** Start Task inputs **

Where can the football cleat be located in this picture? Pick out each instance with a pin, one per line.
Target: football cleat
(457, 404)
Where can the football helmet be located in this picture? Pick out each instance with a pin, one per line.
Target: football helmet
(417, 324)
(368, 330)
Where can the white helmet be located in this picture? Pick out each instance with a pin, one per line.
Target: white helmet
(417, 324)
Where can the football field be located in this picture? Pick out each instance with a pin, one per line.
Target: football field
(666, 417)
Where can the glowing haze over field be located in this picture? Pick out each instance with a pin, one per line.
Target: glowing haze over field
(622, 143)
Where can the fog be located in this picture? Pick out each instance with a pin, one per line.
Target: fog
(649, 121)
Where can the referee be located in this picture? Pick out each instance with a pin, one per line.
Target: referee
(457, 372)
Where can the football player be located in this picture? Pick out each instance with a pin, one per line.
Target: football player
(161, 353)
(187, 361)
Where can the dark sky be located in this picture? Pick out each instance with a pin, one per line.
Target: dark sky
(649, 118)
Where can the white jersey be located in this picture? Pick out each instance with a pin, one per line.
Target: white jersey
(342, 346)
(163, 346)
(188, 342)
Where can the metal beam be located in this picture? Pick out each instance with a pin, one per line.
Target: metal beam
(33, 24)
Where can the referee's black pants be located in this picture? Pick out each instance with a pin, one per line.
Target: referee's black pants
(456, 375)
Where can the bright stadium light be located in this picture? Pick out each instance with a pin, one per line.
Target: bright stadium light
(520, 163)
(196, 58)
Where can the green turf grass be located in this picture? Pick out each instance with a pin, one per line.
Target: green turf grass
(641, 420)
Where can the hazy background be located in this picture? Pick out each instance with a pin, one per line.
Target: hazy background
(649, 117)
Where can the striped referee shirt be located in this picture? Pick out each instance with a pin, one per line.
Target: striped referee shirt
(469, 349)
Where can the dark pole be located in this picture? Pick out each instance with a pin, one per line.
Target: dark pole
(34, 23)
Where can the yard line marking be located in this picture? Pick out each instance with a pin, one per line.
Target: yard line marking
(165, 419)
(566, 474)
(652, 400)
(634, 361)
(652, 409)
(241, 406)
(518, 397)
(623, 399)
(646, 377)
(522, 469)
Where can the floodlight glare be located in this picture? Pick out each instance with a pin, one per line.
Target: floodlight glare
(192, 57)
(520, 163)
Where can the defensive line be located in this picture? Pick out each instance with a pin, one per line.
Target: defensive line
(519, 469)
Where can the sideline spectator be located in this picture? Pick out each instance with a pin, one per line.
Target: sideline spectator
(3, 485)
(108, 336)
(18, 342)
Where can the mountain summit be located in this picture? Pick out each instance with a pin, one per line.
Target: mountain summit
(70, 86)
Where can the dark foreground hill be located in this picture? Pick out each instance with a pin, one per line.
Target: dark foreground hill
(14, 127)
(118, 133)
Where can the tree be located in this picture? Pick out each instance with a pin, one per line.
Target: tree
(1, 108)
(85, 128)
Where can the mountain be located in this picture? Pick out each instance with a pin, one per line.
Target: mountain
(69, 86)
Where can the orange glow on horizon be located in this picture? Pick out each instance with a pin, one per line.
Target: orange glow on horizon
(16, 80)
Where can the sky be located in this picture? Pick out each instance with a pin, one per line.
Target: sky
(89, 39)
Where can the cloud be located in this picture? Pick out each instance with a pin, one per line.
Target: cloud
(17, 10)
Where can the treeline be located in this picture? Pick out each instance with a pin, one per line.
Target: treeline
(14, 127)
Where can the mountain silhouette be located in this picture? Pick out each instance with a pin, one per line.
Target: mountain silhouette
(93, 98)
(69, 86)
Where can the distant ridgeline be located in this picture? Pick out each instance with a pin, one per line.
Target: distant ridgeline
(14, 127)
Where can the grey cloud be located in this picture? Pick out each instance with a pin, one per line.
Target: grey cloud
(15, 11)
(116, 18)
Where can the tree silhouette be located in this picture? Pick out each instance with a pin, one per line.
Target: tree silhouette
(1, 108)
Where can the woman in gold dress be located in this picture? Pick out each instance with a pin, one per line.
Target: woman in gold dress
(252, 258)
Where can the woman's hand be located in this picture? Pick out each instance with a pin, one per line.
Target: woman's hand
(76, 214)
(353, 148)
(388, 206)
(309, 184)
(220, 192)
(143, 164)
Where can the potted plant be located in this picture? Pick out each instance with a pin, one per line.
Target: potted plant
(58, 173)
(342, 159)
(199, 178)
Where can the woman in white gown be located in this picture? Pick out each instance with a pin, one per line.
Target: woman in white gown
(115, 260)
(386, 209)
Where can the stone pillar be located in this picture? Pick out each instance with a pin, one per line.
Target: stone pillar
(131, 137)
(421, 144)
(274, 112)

** End Task inputs **

What you need to do
Copy out every line from the one containing "Where can the stone" through the final line above, both included. Leave each line as it is, except shift every coordinate in the answers by -146.

Problem solution
Where can the stone pillar be located in this picture? Pick out each instance with a pin, one per line.
Target: stone pillar
(-15, -9)
(275, -2)
(128, -34)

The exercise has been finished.